Source passage —
▶

The story of the first discovery of dinosaur fossils began in the 1820s, specifically in the year 1824, when an Englishman named William Buckland described a huge fossil jaw that had been dug up near an English town. He was sure it had come from some kind of gigantic meat-eating reptile. He called the creature Megalosaurus (mehg ul loh SAWR uhs), which means "giant lizard." It was the first dinosaur to be named.
When Gideon Mantell, an English doctor, stumbled upon some unusual teeth and bones in a quarry, the dinosaur world began to really show forth. Dr. Mantell realized there was something extremely different about these animal remains, and believed that he had discovered an entirely new group of reptiles. He wrote to his wife describing the teeth, believing that they must have come from some kind of ancient giant iguana. He therefore named the creature Iguanodon (ih GWAHN uh dahn), which means "iguana tooth." It was the second dinosaur to be named, but there still was yet no such word as dinosaur.
During the next few years, fossils of other ancient giant reptiles were found and named. There were Hylaeosaurus (hy lee uh SAWR uhs), or "forest lizard," and Cetiosaurus (see tee uh SAWR uhs), or "whale lizard," in England, and Plateosaurus (plat ee uh SAWR uhs), or "flat lizard," in Germany. Scientists now realized that a great many different kinds of giant reptiles must have existed.
A name was needed for these reptiles, just as there is a name for every other group of animals that are alike. In 1841, the English scientist Richard Owen (a creationist) suggested these huge, terrible-seeming reptiles should be called dinosaurs. The word is made up from the Greek words deinos, which means "terrible," and sauros, which means "lizard." Hence dinosaurs, or "terrible lizards," is what everyone began calling them. As it turned out, this really wasn't a good name, because dinosaurs were not lizards.

◀

Listed records —
▶

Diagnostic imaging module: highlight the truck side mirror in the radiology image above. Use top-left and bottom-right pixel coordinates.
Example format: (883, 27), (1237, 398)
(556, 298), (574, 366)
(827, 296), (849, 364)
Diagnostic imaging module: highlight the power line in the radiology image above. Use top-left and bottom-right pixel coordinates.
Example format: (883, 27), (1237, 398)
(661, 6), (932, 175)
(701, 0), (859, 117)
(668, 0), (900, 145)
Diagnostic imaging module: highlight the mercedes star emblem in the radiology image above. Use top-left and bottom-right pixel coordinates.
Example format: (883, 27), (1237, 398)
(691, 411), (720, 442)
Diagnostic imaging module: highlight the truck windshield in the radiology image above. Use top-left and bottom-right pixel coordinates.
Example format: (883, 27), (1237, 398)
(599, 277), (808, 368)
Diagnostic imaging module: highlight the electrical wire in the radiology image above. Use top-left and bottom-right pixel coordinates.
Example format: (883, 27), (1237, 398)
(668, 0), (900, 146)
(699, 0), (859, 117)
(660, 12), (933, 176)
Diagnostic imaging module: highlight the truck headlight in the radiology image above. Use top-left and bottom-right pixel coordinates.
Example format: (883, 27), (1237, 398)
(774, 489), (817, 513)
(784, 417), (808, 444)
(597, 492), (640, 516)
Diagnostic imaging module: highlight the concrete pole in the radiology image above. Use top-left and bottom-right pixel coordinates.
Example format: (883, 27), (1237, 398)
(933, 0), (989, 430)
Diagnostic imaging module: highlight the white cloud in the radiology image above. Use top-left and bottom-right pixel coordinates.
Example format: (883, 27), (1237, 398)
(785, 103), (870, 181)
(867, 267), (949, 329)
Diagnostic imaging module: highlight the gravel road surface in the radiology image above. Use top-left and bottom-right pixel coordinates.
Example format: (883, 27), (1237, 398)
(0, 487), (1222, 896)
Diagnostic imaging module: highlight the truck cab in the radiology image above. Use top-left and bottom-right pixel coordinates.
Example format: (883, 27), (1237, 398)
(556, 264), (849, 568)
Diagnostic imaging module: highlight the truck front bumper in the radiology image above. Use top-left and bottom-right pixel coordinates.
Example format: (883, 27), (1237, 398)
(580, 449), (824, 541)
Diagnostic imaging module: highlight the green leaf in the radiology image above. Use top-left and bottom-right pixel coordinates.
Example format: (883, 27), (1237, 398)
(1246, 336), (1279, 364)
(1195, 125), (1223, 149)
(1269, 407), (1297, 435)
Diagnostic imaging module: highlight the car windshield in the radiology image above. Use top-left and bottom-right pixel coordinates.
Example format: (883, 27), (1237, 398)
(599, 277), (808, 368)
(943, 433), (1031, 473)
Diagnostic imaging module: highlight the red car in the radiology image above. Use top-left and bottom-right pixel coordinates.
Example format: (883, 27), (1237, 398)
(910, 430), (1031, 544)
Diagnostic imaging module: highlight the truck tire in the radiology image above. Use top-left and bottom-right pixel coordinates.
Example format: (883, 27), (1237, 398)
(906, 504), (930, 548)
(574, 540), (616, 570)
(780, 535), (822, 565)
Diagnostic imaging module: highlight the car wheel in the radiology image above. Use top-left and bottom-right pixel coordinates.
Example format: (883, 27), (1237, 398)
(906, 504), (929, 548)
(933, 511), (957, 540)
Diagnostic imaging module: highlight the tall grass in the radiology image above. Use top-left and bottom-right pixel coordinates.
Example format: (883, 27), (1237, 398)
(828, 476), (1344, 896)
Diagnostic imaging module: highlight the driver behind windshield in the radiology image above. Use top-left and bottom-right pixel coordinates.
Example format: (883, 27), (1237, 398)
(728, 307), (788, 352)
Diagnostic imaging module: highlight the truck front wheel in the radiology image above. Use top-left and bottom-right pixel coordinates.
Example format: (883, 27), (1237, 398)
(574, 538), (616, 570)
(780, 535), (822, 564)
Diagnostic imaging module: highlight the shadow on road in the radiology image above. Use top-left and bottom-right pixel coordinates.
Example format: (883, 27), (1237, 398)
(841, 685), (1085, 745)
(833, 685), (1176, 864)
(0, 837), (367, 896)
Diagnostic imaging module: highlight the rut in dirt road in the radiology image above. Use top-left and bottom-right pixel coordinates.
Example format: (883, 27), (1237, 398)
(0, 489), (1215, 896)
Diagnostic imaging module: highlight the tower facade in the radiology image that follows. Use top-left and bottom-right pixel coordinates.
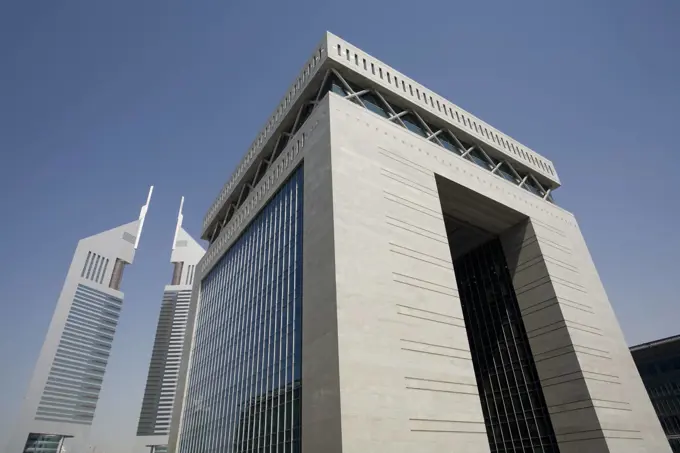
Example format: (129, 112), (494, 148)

◀

What to do —
[A] In the passage on early dinosaur discoveries, who proposed the name "dinosaurs," and in what year?
[B] Reproduce the passage on early dinosaur discoveries word for word, starting at "During the next" and ending at "must have existed.".

Results in order —
[A] Richard Owen proposed it in 1841.

[B]
During the next few years, fossils of other ancient giant reptiles were found and named. There were Hylaeosaurus (hy lee uh SAWR uhs), or "forest lizard," and Cetiosaurus (see tee uh SAWR uhs), or "whale lizard," in England, and Plateosaurus (plat ee uh SAWR uhs), or "flat lizard," in Germany. Scientists now realized that a great many different kinds of giant reptiles must have existed.